Given problem | Reproduce every line of the material below, character for character, with nothing altered, added, or left out.

Position identification records |
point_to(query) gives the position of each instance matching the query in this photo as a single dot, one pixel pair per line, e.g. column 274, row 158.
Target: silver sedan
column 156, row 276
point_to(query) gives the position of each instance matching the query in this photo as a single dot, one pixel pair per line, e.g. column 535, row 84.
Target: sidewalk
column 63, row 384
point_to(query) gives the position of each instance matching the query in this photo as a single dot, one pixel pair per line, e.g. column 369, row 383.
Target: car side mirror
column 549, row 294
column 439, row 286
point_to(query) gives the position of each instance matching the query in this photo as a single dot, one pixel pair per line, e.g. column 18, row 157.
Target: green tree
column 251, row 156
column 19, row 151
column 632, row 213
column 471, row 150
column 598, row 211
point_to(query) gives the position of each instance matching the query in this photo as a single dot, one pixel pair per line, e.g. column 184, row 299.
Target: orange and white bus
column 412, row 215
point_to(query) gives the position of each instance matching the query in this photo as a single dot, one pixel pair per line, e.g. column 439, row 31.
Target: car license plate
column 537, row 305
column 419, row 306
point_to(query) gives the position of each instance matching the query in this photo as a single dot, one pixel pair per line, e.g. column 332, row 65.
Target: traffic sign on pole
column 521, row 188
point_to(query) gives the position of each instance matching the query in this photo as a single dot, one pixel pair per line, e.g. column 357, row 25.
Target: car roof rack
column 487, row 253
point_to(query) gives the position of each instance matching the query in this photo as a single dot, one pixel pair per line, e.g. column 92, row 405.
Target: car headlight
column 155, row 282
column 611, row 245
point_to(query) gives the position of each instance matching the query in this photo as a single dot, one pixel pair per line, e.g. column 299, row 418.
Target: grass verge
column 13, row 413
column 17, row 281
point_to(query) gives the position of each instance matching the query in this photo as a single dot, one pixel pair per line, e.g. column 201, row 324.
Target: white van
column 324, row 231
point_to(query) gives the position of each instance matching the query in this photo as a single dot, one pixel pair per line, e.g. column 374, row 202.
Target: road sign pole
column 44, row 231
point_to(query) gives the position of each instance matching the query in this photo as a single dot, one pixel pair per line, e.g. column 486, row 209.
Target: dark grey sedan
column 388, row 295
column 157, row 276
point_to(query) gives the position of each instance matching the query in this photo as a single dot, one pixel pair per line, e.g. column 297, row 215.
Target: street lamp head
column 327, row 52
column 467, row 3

Solved problem |
point_to(query) gives the position of each instance matching the query in this photo as a single dot, one pixel pair per line, e.g. column 274, row 158.
Target: silver sedan
column 156, row 276
point_to(query) gives the position of each instance matching the query in this photo as a single dot, one pixel pair per line, e.g. column 535, row 84.
Target: sidewalk
column 63, row 384
point_to(query) gives the position of each instance matching the query in this photo as a single dot, one pixel pair per line, e.g. column 369, row 383.
Target: car side mirror
column 549, row 294
column 439, row 286
point_to(query) gives the position of each instance matching the query in this photo as a single dot, one pixel pair per line, e.g. column 18, row 157.
Target: green tree
column 251, row 156
column 19, row 151
column 632, row 213
column 471, row 150
column 598, row 211
point_to(query) gives the position of each instance matching the query in this photo as a single dot, one pixel pair per line, e.g. column 184, row 299.
Target: orange and white bus
column 412, row 215
point_to(query) gives the position of each instance matching the query in this photo as a single dot, one pixel pair per line, e.g. column 439, row 31.
Target: car license plate
column 537, row 305
column 419, row 306
point_to(query) gives the position of each instance matching the query in this photo as a single dot, one pixel pair per line, e.g. column 332, row 65.
Target: traffic sign on pole
column 521, row 188
point_to(query) gives the position of each instance matching the query in this photo as a single dot, one pixel pair per line, e.g. column 357, row 25.
Target: car roof rack
column 487, row 253
point_to(query) gives the position of each instance matching the query in this photo as a single dot, one pixel pair per line, e.g. column 92, row 405.
Target: car headlight
column 155, row 282
column 611, row 245
point_to(query) gives the position of each instance matching the query in this photo as a single dot, one pixel pair per line, e.g. column 299, row 418.
Target: grass verge
column 13, row 413
column 17, row 281
point_to(query) gives the position of each instance matching the query in this photo as a single dot, one pixel pair per line, e.g. column 201, row 324.
Target: white van
column 324, row 231
point_to(query) gives the position of each instance matching the query in this photo as a single dot, one pixel pair per line, e.g. column 374, row 202.
Target: road sign pole
column 44, row 231
point_to(query) gives the position of each instance matching the query in this photo as a single dot, one pixel pair per line, e.g. column 486, row 209.
Target: dark grey sedan
column 388, row 295
column 157, row 276
point_to(query) gives the position of each instance matching the query in this photo as a single dot, one pixel pair per line, e.g. column 297, row 215.
Target: street lamp head
column 327, row 52
column 467, row 3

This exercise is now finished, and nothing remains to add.